## WHAT YOU WILL DO:
Filter these entries, keeping only lines that hold the word "stamen".

## TASK MATERIAL:
****************

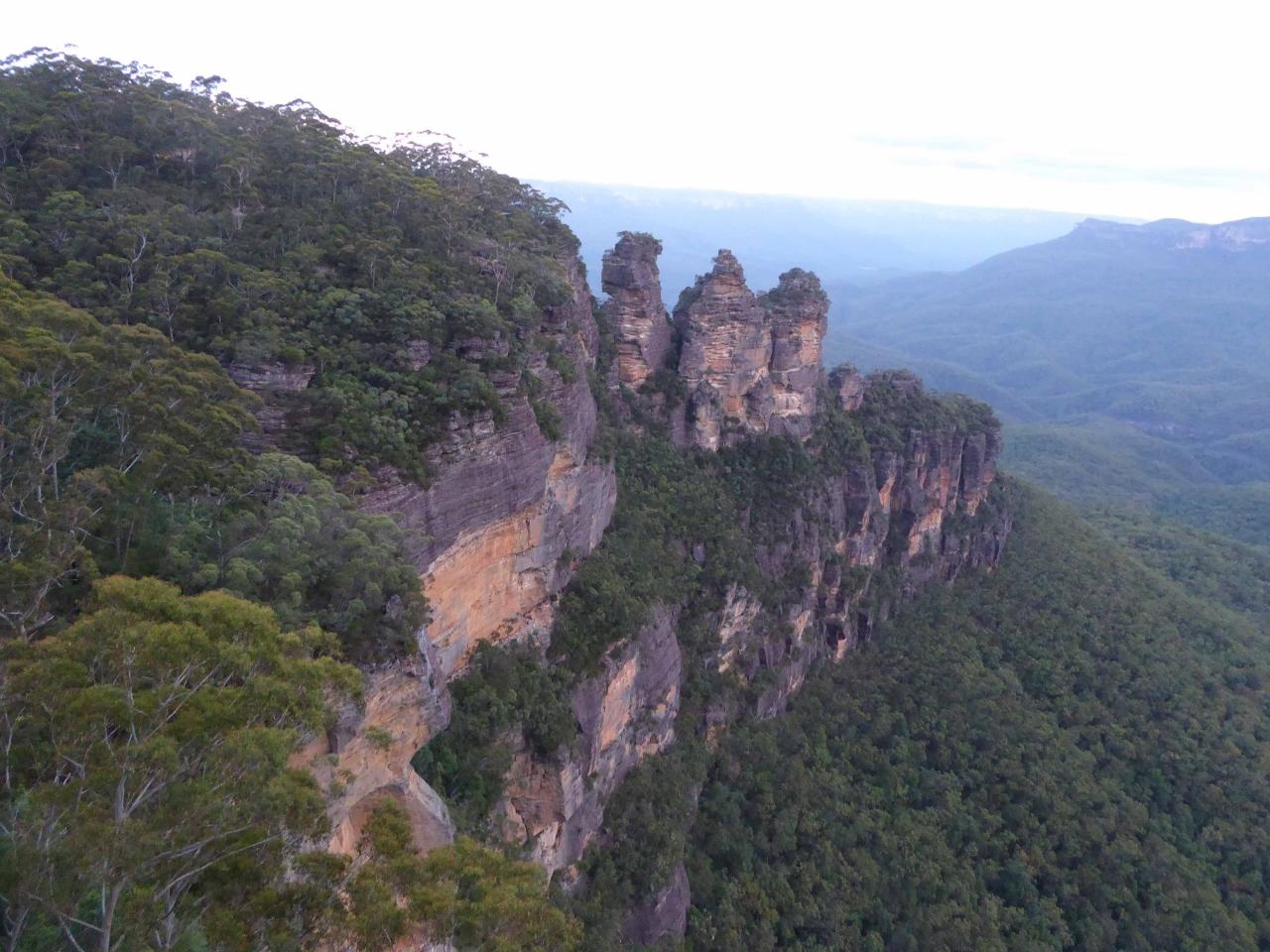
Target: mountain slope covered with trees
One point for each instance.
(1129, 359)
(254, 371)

****************

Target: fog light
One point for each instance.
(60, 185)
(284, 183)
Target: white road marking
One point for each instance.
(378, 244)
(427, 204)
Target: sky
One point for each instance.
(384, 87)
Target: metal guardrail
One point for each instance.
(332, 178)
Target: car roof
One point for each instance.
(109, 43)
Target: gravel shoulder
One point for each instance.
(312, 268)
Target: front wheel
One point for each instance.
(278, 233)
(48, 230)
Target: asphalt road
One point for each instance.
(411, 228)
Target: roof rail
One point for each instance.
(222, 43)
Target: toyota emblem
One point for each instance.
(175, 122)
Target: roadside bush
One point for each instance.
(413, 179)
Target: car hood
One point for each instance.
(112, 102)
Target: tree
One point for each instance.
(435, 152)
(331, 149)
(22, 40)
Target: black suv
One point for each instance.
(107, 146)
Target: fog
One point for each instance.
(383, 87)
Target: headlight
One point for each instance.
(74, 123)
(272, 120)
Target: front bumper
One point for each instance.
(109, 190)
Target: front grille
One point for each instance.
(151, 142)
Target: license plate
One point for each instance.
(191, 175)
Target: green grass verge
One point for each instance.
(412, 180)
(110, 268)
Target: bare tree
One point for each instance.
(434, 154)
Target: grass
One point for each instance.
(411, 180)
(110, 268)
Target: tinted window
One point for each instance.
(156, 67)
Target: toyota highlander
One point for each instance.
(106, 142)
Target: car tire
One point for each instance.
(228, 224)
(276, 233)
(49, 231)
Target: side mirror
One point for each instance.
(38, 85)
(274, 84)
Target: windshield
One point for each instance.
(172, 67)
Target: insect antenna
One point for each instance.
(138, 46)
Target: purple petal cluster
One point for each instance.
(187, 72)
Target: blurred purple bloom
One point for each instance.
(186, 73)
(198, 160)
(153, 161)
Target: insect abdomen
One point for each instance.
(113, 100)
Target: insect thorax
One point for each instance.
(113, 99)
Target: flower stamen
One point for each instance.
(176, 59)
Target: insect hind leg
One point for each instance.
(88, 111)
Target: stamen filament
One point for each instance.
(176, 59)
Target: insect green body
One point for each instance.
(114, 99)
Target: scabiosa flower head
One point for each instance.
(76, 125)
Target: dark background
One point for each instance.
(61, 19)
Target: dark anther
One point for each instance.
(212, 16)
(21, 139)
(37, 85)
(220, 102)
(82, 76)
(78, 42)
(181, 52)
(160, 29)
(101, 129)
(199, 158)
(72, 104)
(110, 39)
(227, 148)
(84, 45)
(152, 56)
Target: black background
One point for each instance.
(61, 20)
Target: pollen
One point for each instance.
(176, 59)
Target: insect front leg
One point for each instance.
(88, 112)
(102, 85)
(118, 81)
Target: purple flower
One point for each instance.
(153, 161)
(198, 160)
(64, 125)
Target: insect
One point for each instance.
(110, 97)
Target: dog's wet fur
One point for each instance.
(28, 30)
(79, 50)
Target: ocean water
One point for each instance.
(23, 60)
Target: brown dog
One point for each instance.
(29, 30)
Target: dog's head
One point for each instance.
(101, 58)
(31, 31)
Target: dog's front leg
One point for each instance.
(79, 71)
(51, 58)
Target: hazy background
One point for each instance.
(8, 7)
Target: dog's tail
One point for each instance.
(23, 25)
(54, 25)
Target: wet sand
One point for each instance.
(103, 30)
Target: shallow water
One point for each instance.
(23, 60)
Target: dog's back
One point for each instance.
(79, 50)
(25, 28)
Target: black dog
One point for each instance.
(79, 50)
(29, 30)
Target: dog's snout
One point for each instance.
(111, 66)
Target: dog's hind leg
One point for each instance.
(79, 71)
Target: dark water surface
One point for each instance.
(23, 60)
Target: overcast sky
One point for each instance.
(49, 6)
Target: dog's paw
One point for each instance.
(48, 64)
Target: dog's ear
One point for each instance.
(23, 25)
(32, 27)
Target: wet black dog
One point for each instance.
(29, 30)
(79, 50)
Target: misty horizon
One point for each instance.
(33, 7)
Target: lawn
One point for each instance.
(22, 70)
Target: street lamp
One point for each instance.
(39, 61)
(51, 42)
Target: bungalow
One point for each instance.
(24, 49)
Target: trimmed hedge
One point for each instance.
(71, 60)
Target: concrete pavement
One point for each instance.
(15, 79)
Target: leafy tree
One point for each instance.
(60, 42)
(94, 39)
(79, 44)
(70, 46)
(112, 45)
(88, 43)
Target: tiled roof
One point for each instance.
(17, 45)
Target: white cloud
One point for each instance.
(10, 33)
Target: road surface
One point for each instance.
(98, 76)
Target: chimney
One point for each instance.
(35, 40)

****************

## SOLUTION TO THIS PROBLEM:
Target: flower stamen
Target: stamen filament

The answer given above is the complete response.